WRITTEN EXERCISE -
Quote the lines from the line holding "Reviewer note: confirm that each instance of the gray" to the very end of the listing, exactly, and no others.

LISTING -

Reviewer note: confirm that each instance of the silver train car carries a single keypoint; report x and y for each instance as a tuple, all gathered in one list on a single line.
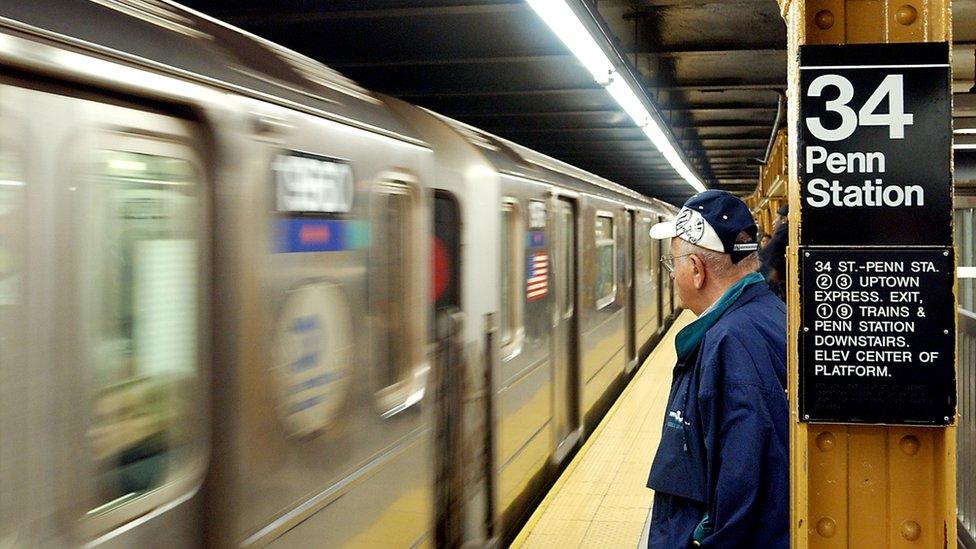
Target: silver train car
[(245, 302)]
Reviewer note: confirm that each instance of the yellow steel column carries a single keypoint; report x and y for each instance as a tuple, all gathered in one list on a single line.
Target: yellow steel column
[(861, 486)]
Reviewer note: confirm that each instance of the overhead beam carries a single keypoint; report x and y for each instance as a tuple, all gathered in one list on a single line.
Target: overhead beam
[(271, 17), (465, 61)]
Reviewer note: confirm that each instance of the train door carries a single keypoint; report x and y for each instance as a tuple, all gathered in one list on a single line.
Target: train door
[(445, 253), (105, 262), (564, 341), (446, 328), (630, 310)]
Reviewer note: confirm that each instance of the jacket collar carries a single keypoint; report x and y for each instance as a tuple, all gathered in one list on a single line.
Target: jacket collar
[(689, 336)]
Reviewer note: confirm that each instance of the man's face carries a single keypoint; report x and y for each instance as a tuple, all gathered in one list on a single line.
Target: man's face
[(683, 275)]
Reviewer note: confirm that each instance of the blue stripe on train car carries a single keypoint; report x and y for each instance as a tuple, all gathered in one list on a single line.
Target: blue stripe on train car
[(315, 235)]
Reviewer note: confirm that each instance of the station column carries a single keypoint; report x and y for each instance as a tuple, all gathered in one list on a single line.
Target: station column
[(872, 294)]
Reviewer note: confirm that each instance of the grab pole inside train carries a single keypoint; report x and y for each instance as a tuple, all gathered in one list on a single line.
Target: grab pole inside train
[(872, 296)]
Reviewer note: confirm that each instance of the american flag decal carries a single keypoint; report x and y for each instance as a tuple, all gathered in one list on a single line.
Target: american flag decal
[(537, 283)]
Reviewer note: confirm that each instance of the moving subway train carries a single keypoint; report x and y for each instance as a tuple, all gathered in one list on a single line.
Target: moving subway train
[(244, 301)]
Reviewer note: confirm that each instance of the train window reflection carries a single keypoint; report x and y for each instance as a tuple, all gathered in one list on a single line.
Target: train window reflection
[(606, 279), (391, 247), (965, 221), (13, 481), (512, 292), (140, 310), (11, 197), (568, 259)]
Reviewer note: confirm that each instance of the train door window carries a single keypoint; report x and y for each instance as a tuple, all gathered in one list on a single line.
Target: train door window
[(965, 221), (606, 251), (13, 455), (649, 251), (445, 287), (392, 249), (141, 304), (510, 306), (569, 257)]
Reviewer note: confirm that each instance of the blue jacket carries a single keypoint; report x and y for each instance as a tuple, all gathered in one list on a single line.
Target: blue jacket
[(724, 446)]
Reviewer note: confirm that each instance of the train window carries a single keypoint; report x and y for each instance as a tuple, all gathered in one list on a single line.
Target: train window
[(606, 276), (650, 251), (13, 456), (965, 221), (510, 306), (140, 310), (569, 257), (390, 291)]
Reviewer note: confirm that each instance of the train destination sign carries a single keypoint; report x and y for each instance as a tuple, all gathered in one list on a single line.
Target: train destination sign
[(875, 144), (877, 341)]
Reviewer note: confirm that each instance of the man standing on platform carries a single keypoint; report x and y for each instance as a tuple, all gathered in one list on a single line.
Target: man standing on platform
[(721, 472)]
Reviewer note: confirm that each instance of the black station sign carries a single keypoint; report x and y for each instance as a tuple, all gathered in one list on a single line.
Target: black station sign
[(875, 144), (877, 341)]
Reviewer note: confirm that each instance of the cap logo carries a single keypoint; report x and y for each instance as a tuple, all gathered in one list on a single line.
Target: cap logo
[(690, 225), (745, 247)]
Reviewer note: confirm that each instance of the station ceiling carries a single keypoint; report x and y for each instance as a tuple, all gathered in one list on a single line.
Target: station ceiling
[(715, 69)]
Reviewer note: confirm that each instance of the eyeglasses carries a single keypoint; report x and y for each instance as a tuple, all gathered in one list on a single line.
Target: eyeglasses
[(668, 260)]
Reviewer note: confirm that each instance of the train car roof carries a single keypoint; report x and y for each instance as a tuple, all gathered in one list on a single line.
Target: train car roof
[(507, 156), (171, 38)]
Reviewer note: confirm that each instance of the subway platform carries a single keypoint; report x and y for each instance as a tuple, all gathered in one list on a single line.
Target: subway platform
[(600, 499)]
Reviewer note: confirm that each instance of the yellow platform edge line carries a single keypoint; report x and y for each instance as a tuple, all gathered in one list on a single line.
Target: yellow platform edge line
[(683, 319)]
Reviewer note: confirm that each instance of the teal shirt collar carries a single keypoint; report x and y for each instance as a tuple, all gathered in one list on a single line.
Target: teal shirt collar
[(690, 335)]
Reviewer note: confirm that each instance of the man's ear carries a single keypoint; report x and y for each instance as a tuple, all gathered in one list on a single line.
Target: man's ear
[(698, 271)]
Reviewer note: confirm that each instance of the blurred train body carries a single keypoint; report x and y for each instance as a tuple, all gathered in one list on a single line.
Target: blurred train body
[(244, 301)]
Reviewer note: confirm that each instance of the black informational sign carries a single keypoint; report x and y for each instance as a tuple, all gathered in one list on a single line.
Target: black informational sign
[(875, 145), (877, 339), (877, 343)]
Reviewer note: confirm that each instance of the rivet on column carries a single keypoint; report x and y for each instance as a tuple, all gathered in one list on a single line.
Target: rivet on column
[(826, 527), (909, 444), (825, 441), (906, 15), (910, 530), (824, 19)]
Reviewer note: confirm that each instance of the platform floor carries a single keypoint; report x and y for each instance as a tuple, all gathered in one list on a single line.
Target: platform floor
[(600, 499)]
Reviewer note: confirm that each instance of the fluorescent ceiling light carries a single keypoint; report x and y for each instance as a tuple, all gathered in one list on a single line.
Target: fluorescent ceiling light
[(629, 102), (562, 20), (964, 126)]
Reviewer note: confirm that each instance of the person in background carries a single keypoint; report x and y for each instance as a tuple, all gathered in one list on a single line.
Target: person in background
[(721, 473), (773, 255)]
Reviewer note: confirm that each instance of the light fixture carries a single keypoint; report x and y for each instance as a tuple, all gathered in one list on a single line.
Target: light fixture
[(964, 126), (564, 22)]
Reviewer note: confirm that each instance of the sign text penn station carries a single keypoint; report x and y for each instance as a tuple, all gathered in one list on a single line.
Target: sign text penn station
[(867, 191)]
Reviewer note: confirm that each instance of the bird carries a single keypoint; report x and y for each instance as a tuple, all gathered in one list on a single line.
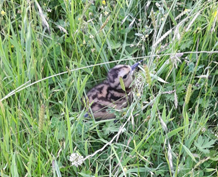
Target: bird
[(113, 92)]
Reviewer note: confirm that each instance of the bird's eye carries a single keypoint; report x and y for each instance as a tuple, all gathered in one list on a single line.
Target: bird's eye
[(125, 76)]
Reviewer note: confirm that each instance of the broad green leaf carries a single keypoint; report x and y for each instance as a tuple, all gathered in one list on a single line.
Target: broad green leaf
[(173, 132), (189, 152)]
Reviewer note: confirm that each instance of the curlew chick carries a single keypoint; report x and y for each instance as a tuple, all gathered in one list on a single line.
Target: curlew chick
[(109, 94)]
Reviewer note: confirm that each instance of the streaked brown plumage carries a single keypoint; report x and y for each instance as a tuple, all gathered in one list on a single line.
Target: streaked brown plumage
[(109, 93)]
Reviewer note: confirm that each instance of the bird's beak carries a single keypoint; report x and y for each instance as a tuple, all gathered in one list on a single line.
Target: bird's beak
[(135, 65)]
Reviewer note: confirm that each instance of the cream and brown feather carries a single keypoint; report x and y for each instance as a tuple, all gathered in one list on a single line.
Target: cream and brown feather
[(109, 94)]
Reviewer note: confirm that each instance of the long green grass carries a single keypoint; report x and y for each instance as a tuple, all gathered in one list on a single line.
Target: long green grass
[(53, 52)]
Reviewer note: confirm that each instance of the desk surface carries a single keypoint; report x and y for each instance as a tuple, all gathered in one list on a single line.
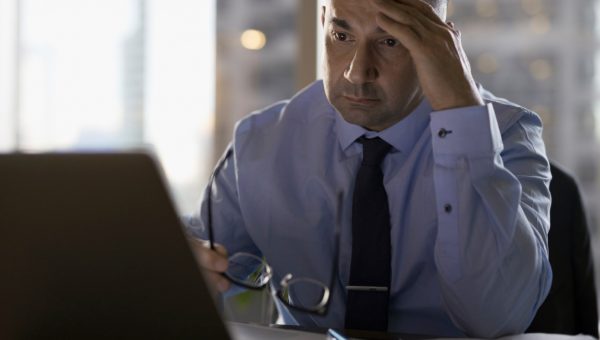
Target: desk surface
[(244, 331)]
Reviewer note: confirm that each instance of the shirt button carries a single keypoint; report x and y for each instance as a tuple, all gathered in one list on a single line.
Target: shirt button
[(443, 133), (448, 208)]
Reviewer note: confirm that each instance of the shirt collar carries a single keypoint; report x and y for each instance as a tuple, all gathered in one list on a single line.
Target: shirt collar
[(402, 135)]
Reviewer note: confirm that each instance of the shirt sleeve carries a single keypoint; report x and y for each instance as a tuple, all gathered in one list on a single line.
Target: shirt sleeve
[(493, 207), (227, 220)]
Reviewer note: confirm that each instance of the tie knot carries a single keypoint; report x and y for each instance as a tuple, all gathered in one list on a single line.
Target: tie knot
[(374, 150)]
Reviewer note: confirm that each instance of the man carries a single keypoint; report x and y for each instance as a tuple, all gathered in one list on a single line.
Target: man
[(444, 230)]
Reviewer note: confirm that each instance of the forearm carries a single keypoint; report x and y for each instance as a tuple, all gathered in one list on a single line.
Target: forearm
[(493, 213)]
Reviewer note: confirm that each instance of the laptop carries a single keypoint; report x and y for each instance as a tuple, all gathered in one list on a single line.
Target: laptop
[(92, 247)]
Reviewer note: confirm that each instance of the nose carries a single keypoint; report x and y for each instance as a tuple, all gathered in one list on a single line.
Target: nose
[(362, 67)]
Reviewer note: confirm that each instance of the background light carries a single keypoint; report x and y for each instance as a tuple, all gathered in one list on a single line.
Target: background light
[(253, 40)]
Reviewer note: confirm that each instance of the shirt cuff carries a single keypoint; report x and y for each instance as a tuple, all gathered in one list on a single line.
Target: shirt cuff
[(471, 131)]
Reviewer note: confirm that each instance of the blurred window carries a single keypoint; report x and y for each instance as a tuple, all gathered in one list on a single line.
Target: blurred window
[(543, 54), (111, 74)]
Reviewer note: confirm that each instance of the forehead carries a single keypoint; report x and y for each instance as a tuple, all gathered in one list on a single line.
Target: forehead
[(363, 13)]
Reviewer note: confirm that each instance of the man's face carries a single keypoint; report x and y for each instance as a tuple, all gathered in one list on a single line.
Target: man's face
[(369, 77)]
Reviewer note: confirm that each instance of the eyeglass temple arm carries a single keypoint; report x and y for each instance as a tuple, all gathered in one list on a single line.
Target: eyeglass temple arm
[(211, 180)]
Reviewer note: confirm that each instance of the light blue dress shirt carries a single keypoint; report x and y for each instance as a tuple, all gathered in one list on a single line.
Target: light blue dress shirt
[(469, 209)]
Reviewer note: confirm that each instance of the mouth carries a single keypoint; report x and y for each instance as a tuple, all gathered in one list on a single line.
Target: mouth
[(361, 100)]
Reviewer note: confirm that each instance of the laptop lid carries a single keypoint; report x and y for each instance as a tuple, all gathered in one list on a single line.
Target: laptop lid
[(92, 247)]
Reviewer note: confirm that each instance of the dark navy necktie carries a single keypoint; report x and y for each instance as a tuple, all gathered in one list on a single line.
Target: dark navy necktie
[(370, 272)]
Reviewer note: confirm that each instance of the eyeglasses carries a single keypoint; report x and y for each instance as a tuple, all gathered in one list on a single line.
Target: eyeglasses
[(252, 272)]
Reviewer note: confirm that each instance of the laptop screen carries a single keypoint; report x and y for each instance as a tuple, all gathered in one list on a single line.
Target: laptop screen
[(91, 246)]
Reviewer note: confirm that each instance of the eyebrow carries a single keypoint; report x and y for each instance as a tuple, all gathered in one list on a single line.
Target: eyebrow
[(345, 25), (342, 23)]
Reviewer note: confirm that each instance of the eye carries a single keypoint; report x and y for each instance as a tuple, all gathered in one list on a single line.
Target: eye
[(390, 42), (340, 36)]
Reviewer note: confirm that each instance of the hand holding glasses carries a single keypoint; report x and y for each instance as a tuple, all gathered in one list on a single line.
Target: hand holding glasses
[(252, 272)]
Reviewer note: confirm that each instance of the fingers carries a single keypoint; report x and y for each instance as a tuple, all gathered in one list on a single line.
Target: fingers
[(418, 15), (213, 261)]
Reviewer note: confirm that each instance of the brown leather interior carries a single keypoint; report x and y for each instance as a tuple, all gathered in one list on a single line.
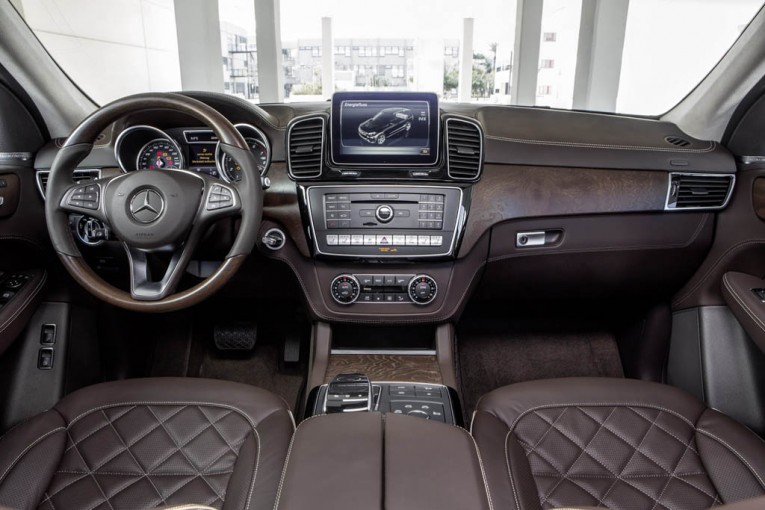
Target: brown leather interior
[(616, 443), (146, 443)]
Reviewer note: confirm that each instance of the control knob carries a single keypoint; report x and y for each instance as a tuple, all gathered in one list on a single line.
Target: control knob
[(345, 289), (384, 213), (422, 289)]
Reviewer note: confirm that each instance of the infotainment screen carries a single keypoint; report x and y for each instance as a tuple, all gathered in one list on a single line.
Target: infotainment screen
[(385, 128)]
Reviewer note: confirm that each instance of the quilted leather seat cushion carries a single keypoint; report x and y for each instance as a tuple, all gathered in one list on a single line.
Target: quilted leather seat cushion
[(617, 443), (149, 443)]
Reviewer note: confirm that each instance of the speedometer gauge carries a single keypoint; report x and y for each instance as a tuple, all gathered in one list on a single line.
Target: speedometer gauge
[(159, 154), (231, 169)]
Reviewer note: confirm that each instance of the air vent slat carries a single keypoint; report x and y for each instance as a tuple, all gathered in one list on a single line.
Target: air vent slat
[(305, 143), (464, 142), (699, 191)]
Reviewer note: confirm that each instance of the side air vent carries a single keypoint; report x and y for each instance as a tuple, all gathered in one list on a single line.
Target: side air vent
[(677, 141), (305, 142), (699, 191), (464, 149), (79, 176)]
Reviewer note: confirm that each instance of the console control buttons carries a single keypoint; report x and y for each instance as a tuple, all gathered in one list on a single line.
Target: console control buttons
[(345, 289), (422, 289), (384, 213)]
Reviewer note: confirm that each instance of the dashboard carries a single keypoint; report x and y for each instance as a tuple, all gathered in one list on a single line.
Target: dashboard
[(145, 147), (396, 208)]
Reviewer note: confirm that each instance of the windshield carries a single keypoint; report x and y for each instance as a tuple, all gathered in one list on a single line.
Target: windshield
[(626, 56)]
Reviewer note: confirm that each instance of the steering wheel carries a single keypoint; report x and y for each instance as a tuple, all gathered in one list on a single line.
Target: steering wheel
[(155, 211)]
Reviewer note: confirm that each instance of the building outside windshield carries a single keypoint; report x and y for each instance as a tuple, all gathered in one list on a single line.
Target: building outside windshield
[(626, 56)]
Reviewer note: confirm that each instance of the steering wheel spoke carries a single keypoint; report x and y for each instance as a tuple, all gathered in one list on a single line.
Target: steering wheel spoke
[(220, 200), (86, 198)]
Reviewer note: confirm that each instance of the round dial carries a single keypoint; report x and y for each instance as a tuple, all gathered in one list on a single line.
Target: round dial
[(422, 289), (159, 154), (345, 289), (231, 169)]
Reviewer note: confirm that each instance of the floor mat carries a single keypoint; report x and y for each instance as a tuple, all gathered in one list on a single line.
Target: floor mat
[(259, 368), (495, 353)]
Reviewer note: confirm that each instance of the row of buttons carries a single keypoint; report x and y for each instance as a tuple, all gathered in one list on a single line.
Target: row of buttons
[(220, 197), (85, 197), (383, 240), (432, 198)]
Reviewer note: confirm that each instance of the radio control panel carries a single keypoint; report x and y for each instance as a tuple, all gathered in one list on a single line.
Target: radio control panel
[(385, 221)]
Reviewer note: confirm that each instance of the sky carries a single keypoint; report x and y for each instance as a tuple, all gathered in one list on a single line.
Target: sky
[(428, 19)]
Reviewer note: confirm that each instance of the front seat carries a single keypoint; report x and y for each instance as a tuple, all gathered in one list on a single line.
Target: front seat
[(616, 443), (148, 443)]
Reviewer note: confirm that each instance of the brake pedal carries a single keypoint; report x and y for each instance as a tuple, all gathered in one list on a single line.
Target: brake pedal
[(237, 336)]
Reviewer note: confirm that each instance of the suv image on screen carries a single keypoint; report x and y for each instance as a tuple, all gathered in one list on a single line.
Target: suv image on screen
[(386, 124)]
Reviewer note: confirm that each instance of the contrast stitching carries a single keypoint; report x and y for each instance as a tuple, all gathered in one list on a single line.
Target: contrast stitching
[(25, 450), (740, 457)]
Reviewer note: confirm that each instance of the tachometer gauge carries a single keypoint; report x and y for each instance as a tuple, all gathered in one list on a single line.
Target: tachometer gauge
[(159, 154), (231, 169)]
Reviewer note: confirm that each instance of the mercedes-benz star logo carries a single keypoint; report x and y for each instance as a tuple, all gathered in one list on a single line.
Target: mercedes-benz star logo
[(146, 206)]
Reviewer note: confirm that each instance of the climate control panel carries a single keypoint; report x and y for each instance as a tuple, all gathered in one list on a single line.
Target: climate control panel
[(420, 289)]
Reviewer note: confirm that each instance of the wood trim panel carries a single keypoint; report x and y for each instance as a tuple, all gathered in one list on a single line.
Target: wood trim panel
[(508, 192), (386, 367)]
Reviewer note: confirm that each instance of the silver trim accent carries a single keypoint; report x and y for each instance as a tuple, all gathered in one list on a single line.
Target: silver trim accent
[(125, 132), (263, 141), (459, 226), (19, 156), (389, 352), (732, 178), (284, 239), (751, 160), (351, 277), (40, 173), (533, 239), (409, 289), (468, 120), (294, 122)]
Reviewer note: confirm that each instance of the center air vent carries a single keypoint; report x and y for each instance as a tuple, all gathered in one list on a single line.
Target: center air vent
[(699, 191), (79, 176), (677, 141), (464, 144), (305, 143)]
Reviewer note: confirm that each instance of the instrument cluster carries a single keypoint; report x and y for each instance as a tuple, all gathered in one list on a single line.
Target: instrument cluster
[(145, 147)]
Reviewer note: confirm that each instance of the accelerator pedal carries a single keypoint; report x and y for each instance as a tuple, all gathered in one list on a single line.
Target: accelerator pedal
[(235, 336)]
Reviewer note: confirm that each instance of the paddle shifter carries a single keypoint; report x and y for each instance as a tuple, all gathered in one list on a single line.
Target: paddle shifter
[(348, 393)]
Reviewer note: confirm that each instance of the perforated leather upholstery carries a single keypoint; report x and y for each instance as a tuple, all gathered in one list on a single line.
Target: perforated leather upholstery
[(615, 443), (149, 443)]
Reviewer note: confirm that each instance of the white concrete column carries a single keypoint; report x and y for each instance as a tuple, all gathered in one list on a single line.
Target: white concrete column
[(269, 42), (197, 26), (327, 59), (528, 33), (599, 57), (465, 87)]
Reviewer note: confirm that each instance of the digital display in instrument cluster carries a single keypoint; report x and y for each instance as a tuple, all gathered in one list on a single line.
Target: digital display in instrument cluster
[(379, 128)]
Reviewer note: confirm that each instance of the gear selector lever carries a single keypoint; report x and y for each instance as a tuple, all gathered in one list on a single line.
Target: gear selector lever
[(348, 393)]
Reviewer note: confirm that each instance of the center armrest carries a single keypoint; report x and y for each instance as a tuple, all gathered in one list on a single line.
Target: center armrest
[(371, 461)]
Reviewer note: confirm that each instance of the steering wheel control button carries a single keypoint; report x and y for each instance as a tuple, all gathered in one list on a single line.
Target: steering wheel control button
[(85, 197), (384, 213), (422, 289), (220, 197), (345, 289), (146, 206)]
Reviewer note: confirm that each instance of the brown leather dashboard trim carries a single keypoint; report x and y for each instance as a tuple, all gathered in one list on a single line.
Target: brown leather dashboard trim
[(15, 315), (509, 192), (748, 308)]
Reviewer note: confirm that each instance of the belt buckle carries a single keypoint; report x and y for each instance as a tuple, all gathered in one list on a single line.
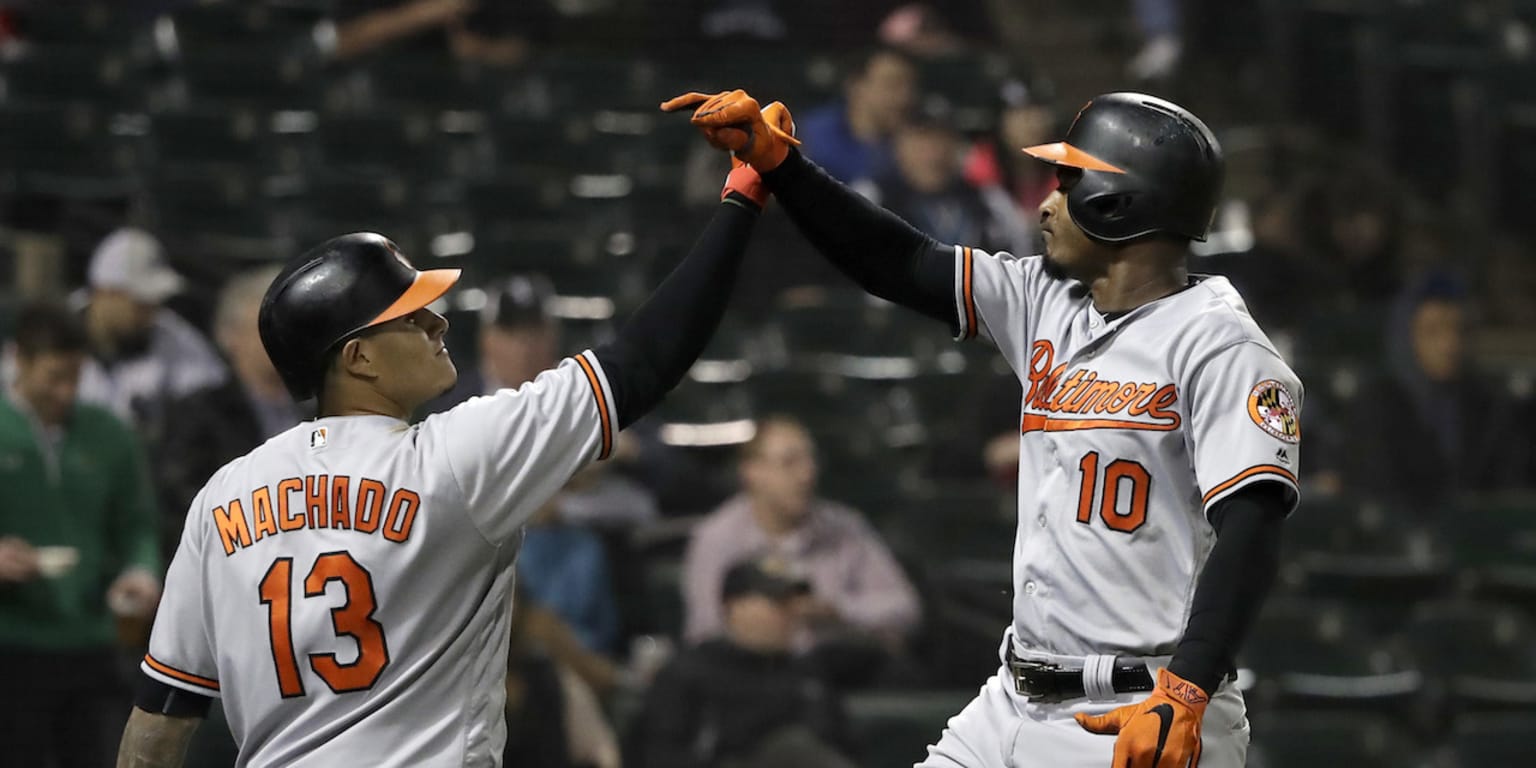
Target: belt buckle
[(1028, 688)]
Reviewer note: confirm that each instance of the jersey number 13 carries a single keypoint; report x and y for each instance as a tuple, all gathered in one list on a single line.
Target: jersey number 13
[(352, 619)]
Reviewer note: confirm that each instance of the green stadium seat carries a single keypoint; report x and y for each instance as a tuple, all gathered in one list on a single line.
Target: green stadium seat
[(1476, 656), (896, 727), (1320, 655), (1330, 739), (1492, 741)]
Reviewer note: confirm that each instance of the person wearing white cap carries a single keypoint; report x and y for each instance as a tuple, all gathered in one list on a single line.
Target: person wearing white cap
[(143, 354)]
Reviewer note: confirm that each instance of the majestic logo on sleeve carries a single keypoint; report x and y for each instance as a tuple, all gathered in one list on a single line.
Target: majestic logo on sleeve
[(1057, 400), (1275, 410)]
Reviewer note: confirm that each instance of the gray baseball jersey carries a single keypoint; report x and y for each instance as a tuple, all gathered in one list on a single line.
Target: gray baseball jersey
[(346, 587), (1131, 429)]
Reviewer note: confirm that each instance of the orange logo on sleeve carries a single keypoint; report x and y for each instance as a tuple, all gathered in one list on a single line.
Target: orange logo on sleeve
[(1275, 410)]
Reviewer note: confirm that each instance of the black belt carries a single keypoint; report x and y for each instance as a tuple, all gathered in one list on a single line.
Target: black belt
[(1051, 682)]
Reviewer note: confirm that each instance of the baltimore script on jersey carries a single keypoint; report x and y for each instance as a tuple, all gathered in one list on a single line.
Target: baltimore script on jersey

OUTPUT -
Reviewer note: confirm that each instance of the gray baseball jersey carries a single keypoint; report x and y for each instance as a tuple, all gathered in one list on a single line.
Target: gray baseball jersey
[(346, 587), (1131, 429)]
Reviewer note: confirm that each instance of the orange logo on sleeve carries a single keypoint; report x and y for each instance as a tuple, all gathered in one list on a single line.
Target: orange logo on sleeve
[(1275, 410)]
Reviewer note: confirm that each instance of the black belt carries a single keypoint; report x and y for each instance as a tuple, all gathered in one list on a single line.
Target: black belt
[(1051, 682)]
Reviewer note: confirm that each instance of the baltimore script on jersey carries a single keypoint; report x and y for each instance as a tuple, all gathered in one list on a single line.
Target: baltimore script on jersey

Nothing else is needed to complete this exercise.